====== Raw data
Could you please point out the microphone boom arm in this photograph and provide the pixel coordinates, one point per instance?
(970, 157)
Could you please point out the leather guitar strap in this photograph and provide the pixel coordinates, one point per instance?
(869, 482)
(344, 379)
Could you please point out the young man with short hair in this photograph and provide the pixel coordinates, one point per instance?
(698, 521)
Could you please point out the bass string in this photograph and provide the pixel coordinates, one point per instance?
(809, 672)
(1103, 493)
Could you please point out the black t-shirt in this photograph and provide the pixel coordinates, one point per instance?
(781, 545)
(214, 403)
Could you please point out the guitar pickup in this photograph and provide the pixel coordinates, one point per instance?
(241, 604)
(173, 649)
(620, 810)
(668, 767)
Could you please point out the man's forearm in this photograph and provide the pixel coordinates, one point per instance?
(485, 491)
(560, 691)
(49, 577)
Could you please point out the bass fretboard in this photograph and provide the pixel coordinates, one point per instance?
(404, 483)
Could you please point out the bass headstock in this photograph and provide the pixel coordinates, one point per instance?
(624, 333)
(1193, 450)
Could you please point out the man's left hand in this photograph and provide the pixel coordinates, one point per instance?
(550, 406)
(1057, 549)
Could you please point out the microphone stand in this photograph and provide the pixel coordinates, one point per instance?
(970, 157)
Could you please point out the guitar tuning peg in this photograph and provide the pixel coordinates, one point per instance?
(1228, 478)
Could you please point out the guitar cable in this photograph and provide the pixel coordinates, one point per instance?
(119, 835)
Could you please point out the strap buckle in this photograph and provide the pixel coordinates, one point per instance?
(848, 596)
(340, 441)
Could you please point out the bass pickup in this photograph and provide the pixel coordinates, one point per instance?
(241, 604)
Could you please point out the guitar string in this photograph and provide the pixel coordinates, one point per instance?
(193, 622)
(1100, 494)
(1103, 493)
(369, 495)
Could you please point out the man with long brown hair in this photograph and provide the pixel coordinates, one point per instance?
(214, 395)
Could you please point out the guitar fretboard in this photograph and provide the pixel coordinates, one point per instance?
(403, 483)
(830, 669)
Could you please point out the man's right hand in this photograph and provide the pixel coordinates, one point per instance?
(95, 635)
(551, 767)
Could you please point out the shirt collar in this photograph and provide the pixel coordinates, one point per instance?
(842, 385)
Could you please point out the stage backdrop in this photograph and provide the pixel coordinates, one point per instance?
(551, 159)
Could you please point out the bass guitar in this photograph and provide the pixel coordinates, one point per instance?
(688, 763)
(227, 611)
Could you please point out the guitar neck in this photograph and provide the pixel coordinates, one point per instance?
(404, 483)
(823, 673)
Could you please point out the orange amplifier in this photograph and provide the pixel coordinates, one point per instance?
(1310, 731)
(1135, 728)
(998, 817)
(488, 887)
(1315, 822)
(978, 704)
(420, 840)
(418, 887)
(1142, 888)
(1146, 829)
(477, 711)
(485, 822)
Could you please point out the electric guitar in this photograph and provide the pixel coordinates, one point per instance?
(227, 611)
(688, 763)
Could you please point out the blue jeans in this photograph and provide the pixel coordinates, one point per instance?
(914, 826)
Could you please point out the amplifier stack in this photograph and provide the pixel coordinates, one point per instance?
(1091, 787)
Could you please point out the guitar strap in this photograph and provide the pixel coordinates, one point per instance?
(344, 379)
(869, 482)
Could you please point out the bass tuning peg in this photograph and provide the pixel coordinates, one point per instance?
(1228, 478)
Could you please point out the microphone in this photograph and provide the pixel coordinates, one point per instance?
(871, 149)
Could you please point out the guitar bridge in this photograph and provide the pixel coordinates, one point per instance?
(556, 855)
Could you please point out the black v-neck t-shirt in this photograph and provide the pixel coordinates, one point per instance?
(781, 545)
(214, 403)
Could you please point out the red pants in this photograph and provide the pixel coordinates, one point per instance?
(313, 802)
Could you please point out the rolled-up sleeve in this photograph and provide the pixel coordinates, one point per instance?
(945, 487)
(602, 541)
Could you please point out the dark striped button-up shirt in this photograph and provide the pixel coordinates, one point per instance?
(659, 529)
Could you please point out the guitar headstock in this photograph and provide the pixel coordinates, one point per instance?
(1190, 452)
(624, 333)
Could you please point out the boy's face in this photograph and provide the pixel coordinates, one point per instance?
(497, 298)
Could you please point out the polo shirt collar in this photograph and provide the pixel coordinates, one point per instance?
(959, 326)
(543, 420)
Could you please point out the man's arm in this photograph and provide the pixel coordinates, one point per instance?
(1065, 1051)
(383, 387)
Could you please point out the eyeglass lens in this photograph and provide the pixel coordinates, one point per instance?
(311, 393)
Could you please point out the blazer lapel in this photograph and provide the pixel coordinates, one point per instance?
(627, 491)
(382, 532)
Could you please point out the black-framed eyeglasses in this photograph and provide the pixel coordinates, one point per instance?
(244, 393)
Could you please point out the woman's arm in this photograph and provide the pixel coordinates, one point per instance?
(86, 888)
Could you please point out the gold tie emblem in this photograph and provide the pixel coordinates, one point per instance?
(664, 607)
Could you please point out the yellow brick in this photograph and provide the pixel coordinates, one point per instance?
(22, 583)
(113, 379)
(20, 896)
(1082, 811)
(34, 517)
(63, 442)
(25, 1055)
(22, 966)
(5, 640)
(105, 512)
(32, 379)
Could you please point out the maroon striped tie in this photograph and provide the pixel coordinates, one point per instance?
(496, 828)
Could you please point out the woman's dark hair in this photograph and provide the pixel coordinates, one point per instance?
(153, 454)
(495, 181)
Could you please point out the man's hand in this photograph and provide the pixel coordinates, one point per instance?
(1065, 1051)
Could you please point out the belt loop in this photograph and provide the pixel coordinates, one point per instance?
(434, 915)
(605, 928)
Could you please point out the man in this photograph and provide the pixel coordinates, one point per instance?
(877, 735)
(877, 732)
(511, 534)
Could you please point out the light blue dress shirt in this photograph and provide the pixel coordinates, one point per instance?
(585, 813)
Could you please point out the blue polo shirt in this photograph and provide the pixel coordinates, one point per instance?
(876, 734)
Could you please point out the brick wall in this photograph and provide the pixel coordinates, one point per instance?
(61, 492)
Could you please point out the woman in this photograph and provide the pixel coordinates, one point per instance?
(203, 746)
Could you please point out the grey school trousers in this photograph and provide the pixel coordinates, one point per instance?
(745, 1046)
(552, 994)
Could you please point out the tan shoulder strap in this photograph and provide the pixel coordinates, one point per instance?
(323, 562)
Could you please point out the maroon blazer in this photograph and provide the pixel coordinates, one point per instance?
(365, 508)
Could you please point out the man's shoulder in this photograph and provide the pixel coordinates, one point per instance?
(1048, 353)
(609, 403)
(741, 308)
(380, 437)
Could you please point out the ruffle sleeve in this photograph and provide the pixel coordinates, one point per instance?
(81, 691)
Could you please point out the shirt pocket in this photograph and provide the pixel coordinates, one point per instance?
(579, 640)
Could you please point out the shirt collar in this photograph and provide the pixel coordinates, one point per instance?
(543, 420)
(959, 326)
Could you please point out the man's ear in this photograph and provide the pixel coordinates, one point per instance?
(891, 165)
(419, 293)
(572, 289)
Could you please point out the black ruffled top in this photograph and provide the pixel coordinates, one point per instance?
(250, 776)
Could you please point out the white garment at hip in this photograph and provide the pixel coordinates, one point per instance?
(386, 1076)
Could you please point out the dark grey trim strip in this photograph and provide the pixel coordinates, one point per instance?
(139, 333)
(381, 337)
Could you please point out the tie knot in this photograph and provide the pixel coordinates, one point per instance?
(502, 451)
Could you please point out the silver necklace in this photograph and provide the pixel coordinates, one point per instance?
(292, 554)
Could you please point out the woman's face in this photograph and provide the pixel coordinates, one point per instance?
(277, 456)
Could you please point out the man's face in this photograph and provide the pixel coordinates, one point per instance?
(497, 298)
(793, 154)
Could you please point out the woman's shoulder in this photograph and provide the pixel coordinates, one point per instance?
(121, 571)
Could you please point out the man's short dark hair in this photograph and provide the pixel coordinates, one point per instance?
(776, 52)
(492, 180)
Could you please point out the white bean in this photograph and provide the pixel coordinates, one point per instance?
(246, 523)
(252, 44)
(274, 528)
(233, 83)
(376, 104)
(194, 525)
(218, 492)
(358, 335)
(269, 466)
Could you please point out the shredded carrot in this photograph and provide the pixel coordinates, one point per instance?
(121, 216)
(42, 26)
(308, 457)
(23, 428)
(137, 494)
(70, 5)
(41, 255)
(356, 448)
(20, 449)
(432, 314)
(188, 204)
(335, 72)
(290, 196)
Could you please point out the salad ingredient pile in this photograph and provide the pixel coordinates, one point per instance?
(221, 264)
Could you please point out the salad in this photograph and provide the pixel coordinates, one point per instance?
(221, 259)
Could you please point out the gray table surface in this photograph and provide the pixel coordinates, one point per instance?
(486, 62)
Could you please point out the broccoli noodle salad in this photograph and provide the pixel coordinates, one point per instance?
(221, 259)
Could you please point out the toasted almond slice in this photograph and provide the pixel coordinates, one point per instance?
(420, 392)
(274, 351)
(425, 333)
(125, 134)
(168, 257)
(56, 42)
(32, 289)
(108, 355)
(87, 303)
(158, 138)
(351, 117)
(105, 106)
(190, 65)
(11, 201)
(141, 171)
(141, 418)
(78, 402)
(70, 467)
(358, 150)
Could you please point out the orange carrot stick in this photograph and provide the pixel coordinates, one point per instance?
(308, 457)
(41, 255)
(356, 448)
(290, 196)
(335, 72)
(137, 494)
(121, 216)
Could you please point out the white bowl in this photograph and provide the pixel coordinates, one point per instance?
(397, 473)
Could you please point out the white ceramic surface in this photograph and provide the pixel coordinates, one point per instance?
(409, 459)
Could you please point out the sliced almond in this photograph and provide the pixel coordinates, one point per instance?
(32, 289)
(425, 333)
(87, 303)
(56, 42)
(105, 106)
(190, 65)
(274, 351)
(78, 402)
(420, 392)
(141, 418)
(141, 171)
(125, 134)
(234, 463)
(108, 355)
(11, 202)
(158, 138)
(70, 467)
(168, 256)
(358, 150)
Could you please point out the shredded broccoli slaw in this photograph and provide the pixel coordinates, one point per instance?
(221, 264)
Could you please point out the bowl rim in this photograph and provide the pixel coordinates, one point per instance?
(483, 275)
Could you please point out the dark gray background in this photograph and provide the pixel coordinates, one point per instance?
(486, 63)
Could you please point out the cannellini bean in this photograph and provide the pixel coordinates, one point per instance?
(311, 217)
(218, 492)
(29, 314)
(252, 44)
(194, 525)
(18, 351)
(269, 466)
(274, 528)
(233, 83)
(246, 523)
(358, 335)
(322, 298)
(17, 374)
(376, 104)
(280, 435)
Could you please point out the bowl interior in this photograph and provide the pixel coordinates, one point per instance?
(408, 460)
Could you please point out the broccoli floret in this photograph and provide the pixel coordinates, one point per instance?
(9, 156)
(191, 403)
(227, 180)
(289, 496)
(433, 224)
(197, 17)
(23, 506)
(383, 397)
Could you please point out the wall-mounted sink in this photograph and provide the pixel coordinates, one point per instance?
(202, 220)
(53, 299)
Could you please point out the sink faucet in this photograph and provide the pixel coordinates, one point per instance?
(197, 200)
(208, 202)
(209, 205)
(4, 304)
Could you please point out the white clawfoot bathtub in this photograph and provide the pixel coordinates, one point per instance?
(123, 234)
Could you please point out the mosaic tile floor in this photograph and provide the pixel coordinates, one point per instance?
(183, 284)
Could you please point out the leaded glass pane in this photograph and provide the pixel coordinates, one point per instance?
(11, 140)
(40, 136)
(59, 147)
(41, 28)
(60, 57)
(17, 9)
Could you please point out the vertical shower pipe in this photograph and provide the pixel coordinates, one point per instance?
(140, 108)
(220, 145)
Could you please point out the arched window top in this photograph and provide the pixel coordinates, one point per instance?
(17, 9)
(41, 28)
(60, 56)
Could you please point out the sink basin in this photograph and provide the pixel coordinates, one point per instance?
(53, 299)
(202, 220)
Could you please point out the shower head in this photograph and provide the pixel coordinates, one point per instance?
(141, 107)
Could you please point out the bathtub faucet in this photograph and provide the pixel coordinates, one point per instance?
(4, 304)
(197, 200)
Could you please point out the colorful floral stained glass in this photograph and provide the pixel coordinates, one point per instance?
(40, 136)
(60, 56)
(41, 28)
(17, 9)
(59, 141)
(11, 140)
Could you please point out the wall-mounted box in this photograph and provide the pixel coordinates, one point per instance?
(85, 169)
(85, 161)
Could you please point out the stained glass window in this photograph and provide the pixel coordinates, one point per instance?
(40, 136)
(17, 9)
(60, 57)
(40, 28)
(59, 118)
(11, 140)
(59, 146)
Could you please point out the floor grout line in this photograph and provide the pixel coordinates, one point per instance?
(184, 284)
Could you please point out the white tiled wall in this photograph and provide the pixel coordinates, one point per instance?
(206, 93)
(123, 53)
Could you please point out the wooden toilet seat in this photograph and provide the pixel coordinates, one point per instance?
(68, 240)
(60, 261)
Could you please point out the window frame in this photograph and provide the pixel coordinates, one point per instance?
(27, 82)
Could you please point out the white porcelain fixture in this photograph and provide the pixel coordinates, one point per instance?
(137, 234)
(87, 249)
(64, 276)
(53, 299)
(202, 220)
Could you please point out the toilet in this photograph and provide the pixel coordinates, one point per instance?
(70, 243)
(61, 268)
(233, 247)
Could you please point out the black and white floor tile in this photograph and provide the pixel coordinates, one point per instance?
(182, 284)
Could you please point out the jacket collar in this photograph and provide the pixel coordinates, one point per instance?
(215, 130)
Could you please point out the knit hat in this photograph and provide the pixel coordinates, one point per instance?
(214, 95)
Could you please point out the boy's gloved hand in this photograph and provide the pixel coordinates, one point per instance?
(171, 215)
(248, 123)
============
_Task details_. The response must contain exactly the lines from the one with "Could you please point out the knit" through the last line of the material above, both ends included, and no others.

_Completed exercise_.
Could you please point out the knit hat in this photograph and provide the pixel coordinates, one point per instance?
(214, 95)
Could you please point out the boy's gloved hand in this photograph and provide the pixel coordinates, one point per instance?
(171, 215)
(248, 123)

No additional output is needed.